What this exercise asks:
- A) In the text on employer wellness programs, shorten the paragraph that begins "The study found that the part of the program" into one or two sentences. Keep its main facts.
- B) Answer these questions using the text on employer wellness programs.
(i) How many people were eligible for PepsiCo's Healthy Living wellness program in the study?
(ii) What did the FDA approve for use in clinical trials?
(iii) What kind of surgery does the text say employers' insured benefits should cover?
- C) Continue the text on employer wellness programs from its last sentence.
------ Exercise text
The implications of these studies for employer wellness programs focusing on weight control is that they should be focused on the heaviest individuals and bariatric surgery should be provided for in the employer’s insured benefits. Wellness programs, properly structured, may provide useful, ancillary support but cannot alone reduce the higher costs associated with higher levels of obesity.
February 10th, 2014
The Hartford Business Journal has an interesting article on employer wellness programs incorporating sensor devices in their programs. For some interesting discussion of the development of passive sensor technology in nutrition and physical, see this video from David Allison’s program at the University of Alabama, Birmingham on wearable sensors for human behavior monitoring and biofeedback from 2012.
And Al Lewis and colleagues have a new book, “Surviving Workplace Wellness with Your Dignity, Finances and Major Organs Intact”, on the problems with employer wellness programs. Read this interesting review in Forbes on the three hazards of worksite wellness programs. Meanwhile the FDA has approved two wearable fitness trackers for use in clinical trials.
January 7th, 2014
The New York Times is reporting a study of 67,000 people eligible to participate in PepsiCo’s Healthy Living wellness program. Participants were continuously involved in the program for seven years, far longer than most studies.
The study found that the part of the program designed to help people with chronic conditions through education and adherence to their medication regime (disease management) resulted in significant cost savings. However, the ‘lifestyle’ management component which addressed weight management or stress reduction resulted in no net savings at all.
------------
------ Material provided
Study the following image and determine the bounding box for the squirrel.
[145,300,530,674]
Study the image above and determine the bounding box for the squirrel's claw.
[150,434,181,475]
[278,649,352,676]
------------
Exercise answers:
- A) In the study, the disease management part of the program, which helped people with chronic conditions through education and sticking to their medication, saved a lot of money. The lifestyle part, which dealt with weight management or stress reduction, saved nothing at all.

- B)
(i) 67,000 people.
(ii) Two wearable fitness trackers.
(iii) Bariatric surgery.

- C)
The disease management reduced costs by $136 per member mainly due to a 29% reduction in hospital admissions. Lifestyle programs had no effect on health care costs. Lifestyle programs did show some drop in absenteeism but not enough to cover the costs of the program.
Perhaps this study will enlighten corporate America to the point that weight loss is complex and will not be solved by the simplistic programs they have been sold over the last dozen years. I would suggest that this study leads to another study: Use the disease management model with the administration of the FDA approved drugs for the treatment of obesity with or without lifestyle programs. This might take the best of both methods to find meaningful and sustainable weight loss.
The study is published in Health Affairs.
September 25th, 2013
New York Times’ Natasha Singer reports today that Rep. Louise M. Slaughter (D-NY) has asked the Equal Employment Opportunity Commission to investigate employer wellness programs that seek intimate health information, like Penn State’s program, and to issue guidelines preventing employers from using such programs to discriminate against workers. The EEOC held a hearing on employer wellness programs in May, 2013.